Repeat each of the records below word for word, leaving out the pictures.

## DATASET EXTRACT
--- START ---
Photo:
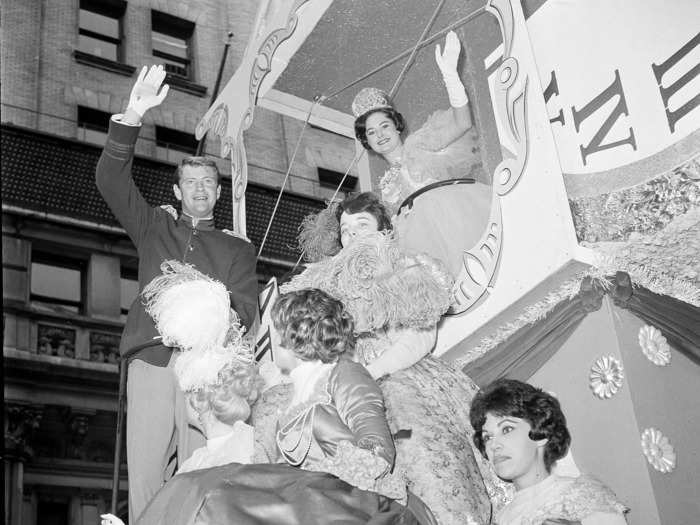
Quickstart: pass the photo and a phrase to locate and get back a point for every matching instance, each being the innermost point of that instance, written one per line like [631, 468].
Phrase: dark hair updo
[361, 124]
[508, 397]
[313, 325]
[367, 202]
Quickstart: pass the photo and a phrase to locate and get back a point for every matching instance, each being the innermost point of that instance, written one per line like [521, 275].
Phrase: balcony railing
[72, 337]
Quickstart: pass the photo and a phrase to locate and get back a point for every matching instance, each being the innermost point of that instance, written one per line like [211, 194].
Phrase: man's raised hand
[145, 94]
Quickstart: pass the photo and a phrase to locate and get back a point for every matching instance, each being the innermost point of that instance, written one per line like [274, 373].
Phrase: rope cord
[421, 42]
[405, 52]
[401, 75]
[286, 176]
--- END ---
## OUTPUT OF THE TASK
Photo:
Quickstart: pass the photo and a phrase to locate and get back a point for every matching instance, each being the innermost point of that instance, written one per line like [631, 468].
Phrase: dark hair updo
[361, 124]
[508, 397]
[313, 325]
[367, 202]
Quickstart: pass the photo and a phrase to locate and get back a point for every matching instance, each being the innermost point of that instance, written one per line like [521, 275].
Phrase: balcony railing
[72, 337]
Quickstart: pass the photo and a phrase to locate and get back a point for every matching instance, each being the innermost point of that instance, written one per line like [211, 194].
Phrase: man's raised hand
[145, 94]
Quickstart: pass the photo and a phrase to locate and get back a point for every matching instance, each being the innermost point of that instance, written one per line like [274, 373].
Phrase: rope cord
[421, 42]
[405, 52]
[401, 75]
[286, 176]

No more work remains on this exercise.